Brief
Convert the entries below into a two-column CSV with the header "text" and "answer" and one row per entry. Put each entry's text and its answer in their own quoted field, with line breaks replaced by spaces.

Source data

* * * *

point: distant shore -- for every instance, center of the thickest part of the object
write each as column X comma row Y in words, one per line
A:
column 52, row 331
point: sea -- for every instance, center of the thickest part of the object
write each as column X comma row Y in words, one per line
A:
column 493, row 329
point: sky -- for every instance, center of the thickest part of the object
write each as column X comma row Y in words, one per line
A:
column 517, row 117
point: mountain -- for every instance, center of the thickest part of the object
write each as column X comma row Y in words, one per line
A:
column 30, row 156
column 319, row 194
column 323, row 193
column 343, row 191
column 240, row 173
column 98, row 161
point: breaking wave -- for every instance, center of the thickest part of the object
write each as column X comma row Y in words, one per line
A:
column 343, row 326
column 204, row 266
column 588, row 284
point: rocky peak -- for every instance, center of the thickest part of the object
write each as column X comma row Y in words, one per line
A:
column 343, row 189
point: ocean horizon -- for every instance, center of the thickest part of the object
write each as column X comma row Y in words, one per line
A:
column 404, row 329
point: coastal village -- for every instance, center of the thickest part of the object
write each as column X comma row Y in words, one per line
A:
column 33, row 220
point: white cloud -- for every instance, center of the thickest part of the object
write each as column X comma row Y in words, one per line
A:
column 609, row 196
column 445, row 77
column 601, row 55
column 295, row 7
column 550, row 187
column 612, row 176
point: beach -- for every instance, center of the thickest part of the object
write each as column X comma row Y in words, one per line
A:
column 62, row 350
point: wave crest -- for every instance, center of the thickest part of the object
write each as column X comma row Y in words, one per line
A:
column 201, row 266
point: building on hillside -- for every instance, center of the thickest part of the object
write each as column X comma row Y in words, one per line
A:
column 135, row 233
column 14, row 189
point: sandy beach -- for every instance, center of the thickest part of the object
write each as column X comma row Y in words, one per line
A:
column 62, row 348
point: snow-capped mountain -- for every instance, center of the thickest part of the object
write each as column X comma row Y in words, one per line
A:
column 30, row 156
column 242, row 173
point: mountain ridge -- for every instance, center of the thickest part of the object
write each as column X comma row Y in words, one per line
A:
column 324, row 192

* * * *

Correct response
text,answer
"point: distant shore -- for every instance, center of the thickest part of the object write each as column X comma row Y in words, one per line A:","column 52, row 331"
"point: sea -- for every instance, center of the thickest part of the object write each as column X comma row Y in words, one per line A:","column 493, row 329"
"point: sky -- for every instance, center of the thickest part of the object write each as column X comma row Y in words, one per line A:","column 517, row 117"
"point: mountain -- for every instance, center of the thickest part of the object write each as column X comma row Y in words, one per line A:","column 30, row 156 column 319, row 194 column 323, row 193 column 343, row 191 column 240, row 173 column 98, row 161"
"point: breaking wave -- for every instance, center of the thickest part of the object write each as column X comma row Y in words, one per line A:","column 343, row 326 column 204, row 266 column 588, row 284"
"point: rocky peak -- for every instance, center of the thickest part of the object write each as column X comma row Y in words, one per line A:","column 343, row 189"
"point: ocean horizon -- for every instance, center of the thickest part of the object write each as column X comma row Y in words, one per line A:","column 404, row 329"
"point: coastal village -- for every instance, center of the thickest part of the object write each as column X comma row Y in words, one per line A:","column 33, row 220"
"point: white cloud -- for every instance, center of the thickest part of the object write each as column X comma row Y in words, one per line A:","column 609, row 196 column 445, row 77 column 601, row 55 column 295, row 7 column 550, row 187 column 612, row 176"
"point: beach -- for every instance, center of the thickest part of the object write each as column X comma row Y in words, one per line A:","column 62, row 350"
"point: wave crest -- for every instance, center of the thickest part of the object write each as column X comma row Y in words, one per line A:","column 201, row 266"
"point: building on hillside -- for every instance, center of the thickest part of the object write each as column X comma row Y in words, one per line A:","column 135, row 233 column 14, row 189"
"point: sandy beach -- for every instance, center of the thickest part of the object write each as column X comma row Y in words, one per line A:","column 62, row 348"
"point: snow-capped mountain -- for every instance, center of the thickest part of the object write each as column X comma row Y in words, one per line A:","column 30, row 156 column 242, row 173"
"point: mountain ridge -- for every instance, center of the thickest part of the object write each as column X comma row Y in words, one per line A:","column 324, row 192"